* _WHAT IS ASKED_
Return, word for word, the passage of the Arc Forum post that runs from "But I see what" to "(assign ,v (+ ,v 1))".

* _DOCUMENT TEXT_

Arc Forum | "Hygiene" via raw objects in macroexpansions

Arc Forum

"Hygiene" via raw objects in macroexpansions

5 points by waterhouse 2855 days ago | 7 comments

I see a use for the general idea of macros where the expansion uses some functions (or macros or whatever) that you might not even know had definitions, and where it doesn't make a difference if the macro call appears inside a 'let that rebinds the name of one of the functions the macroexpansion uses. This seems to be where some people go for "hygienic macros".

But I see what seems like a very simple way to do it: First, make sure that function objects evaluate to themselves[1], as do macros, and special forms like if.[2] Second, arrange for macroexpansions to contain, not the names of the objects they use, but the objects themselves. For illustration, here is the definition of 'for in arc.arc:

  (mac for (v init max . body)
    (w/uniq (gi gm)
      `(with (,v nil ,gi ,init ,gm (+ ,max 1))
         (loop (assign ,v ,gi) (< ,v ,gm) (assign ,v (+ ,v 1))
           ,@body))))

It becomes something like this:

  (mac for2 (v init max . body)
    (w/uniq (gi gm)
      `(,with (,v nil ,gi ,init ,gm (,+ ,max 1))
         (,loop (,assign ,v ,gi) (,< ,v ,gm) (,assign ,v (,+ ,v 1))
           ,@body))))

Two things become clear. First, quasiquoting seems kind of stupid because almost every term has a comma or comma-at, and, actually, the only terms without commas are the constants nil and 1, which could be comma'd. I'm thinking about what the best syntax for this use case would be; likely quasiquote but where all the bare terms are evaluated and you need an explicit ' to turn that off. Raw list operations certainly look worse.

The second thing is that "assign", being a special form in Arc, doesn't actually have a definition, so if I want to even macroexpand it for demonstration, I have to give it one. Thus:

  arc> (macex1 '(for2 i 1 10 prn.i))
  Error: "_assign: undefined;\n cannot reference undefined identifier"
  arc> (= assign 'ASSIGN-OBJECT)
  ASSIGN-OBJECT
  arc> (macex1 '(for2 i 1 10 prn.i))
  ; after manual prettifying...
  
  (#(tagged mac #<procedure: with>)

* _SUPPLIED MATERIAL_
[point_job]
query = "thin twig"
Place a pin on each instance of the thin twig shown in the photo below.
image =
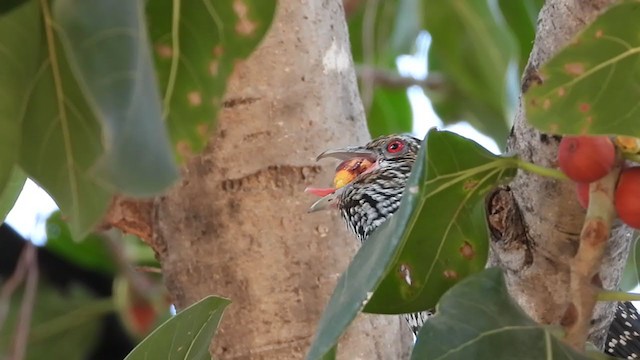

* _TASK SOLUTION_
But I see what seems like a very simple way to do it: First, make sure that function objects evaluate to themselves[1], as do macros, and special forms like if.[2] Second, arrange for macroexpansions to contain, not the names of the objects they use, but the objects themselves. For illustration, here is the definition of 'for in arc.arc:

  (mac for (v init max . body)
    (w/uniq (gi gm)
      `(with (,v nil ,gi ,init ,gm (+ ,max 1))
         (loop (assign ,v ,gi) (< ,v ,gm) (assign ,v (+ ,v 1))